- Texto de origem
:::
António Ventinhas afirma em entrevista ao Observador que é normal que os inquéritos sobre criminalidade económico-financeira, como é o caso da Operação Marquês, sejam mais demorados do que os restantes. Devido à sua complexidade e a um conjunto diversificado de diligências que têm de ser executadas — muitas delas com autoridades judiciais internacionais. Recusa que caso a investigação ao ex-primeiro-ministro José Sócrates não corra bem isso possa significar um contra-ataque do poder político para diminuir a influência do poder judicial. Defende a colaboração premiada como um instrumento eficaz no combate à corrupção e afirma, em relação às duras críticas que têm sido feitas ao juiz Carlos Alexandre por ter dito que não tem contas em nome de amigos, que o caso Sócrates não é o único em que um arguido é suspeito de ter contas bancárias em nome de amigos. “Houve pessoas que concretizaram logo essa relação [entre as declarações de Carlos Alexandre e o caso Sócrates] mas há mais casos — esse não é o único em que se fala sobre essa matéria. Houve vários casos mediáticos em que se colocou essa situação da verdadeira titularidade das contas. No quadro da criminalidade económico-financeira é normal investigar e saber quem são os titulares das contas bancárias”, diz.
“Os inquéritos da criminalidade económico-financeira são naturalmente demorados”
A imagem do Ministério Público (MP) fica posta em causa com mais este adiamento da conclusão da Operação Marquês, que deve ser o processo mais importante da história do MP?
Todos os cidadãos desejam que as investigações sejam concluídas da forma mais célere possível — e esse também é, naturalmente, o desejo dos magistrados do MP. Além do dr. Amadeu Guerra [diretor do Departamento Central de Investigação e Ação Penal] e dos procuradores que têm o processo nas mãos, ninguém terá mais interesse em concluir rapidamente essa investigação.
Por que razão não é possível a conclusão?
Só conhecendo o processo é que poderia indicar as razões concretas para que o inquérito ainda não esteja concluído. Posso dizer que esse inquérito é de especial complexidade e que, na comarca de Lisboa, o tempo médio de conclusão de inquéritos genéricos é de 5 meses e meio, enquanto as investigações dos crimes económico-financeiros demoram em média 2 anos e meio a serem encerradas. Isto quer dizer que, por si só, a natureza dos crimes económico-financeira fazem disparar, e em muito, o prazo de conclusão dos inquéritos na comarca de Lisboa, nomeadamente no DIAP de Lisboa.
Quais são as estatísticas do Departamento Central de Investigação e Ação Penal (DCIAP)?
No que diz respeito às estatísticas do DCIAP, que tem processos ainda mais complexos, não conheço. Os dados que referi são do DIAP de Lisboa e fazem parte do relatório anual da Procuradoria-Geral Distrital de Lisboa.
É importante referir que as investigações da criminalidade económico-financeira são mais demoradas devido a várias razões, como é sobejamente conhecido: problemas com o cumprimento de cartas rogatórias; demora no envio de informação por parte das autoridades internacionais no âmbito da cooperação judiciária; necessidade e problemas na realização de perícias; demora na análise da informação, etc. Estas são as razões que fazem com que as investigações, em termos genéricos, demorem a ficar concluídas.
:::
- Dados recolhidos
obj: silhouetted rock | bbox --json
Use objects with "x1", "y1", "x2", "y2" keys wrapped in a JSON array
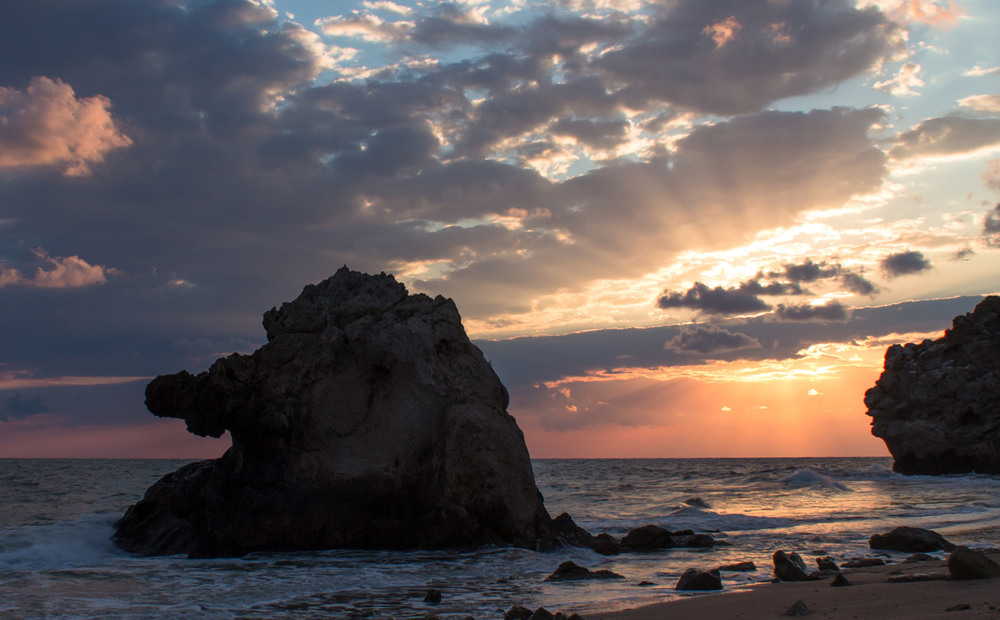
:::
- Requisitos
[1] Segundo a entrevista, que razões tornam mais demoradas as investigações da criminalidade económico-financeira? Enumere todas.
[2] Diga, para cada afirmação, se está de acordo com a entrevista e cite as palavras que o decidem.
(a) Na comarca de Lisboa, os inquéritos genéricos demoram em média 5 meses e meio a concluir.
(b) O entrevistado conhece as estatísticas do DCIAP.
(c) Os dados referidos pelo entrevistado constam do relatório anual da Procuradoria-Geral Distrital de Lisboa.
[3] Reproduza o trecho da entrevista que começa nas palavras "Quais são as" e acaba em "a ficar concluídas.".

- Respostas
[1]
- Problemas com o cumprimento de cartas rogatórias
- Demora no envio de informação por parte das autoridades internacionais no âmbito da cooperação judiciária
- Necessidade e problemas na realização de perícias
- Demora na análise da informação

[2]
(a) Sim: "na comarca de Lisboa, o tempo médio de conclusão de inquéritos genéricos é de 5 meses e meio"
(b) Não: "No que diz respeito às estatísticas do DCIAP, que tem processos ainda mais complexos, não conheço."
(c) Sim: "Os dados que referi são do DIAP de Lisboa e fazem parte do relatório anual da Procuradoria-Geral Distrital de Lisboa."

[3]
Quais são as estatísticas do Departamento Central de Investigação e Ação Penal (DCIAP)?
No que diz respeito às estatísticas do DCIAP, que tem processos ainda mais complexos, não conheço. Os dados que referi são do DIAP de Lisboa e fazem parte do relatório anual da Procuradoria-Geral Distrital de Lisboa.
É importante referir que as investigações da criminalidade económico-financeira são mais demoradas devido a várias razões, como é sobejamente conhecido: problemas com o cumprimento de cartas rogatórias; demora no envio de informação por parte das autoridades internacionais no âmbito da cooperação judiciária; necessidade e problemas na realização de perícias; demora na análise da informação, etc. Estas são as razões que fazem com que as investigações, em termos genéricos, demorem a ficar concluídas.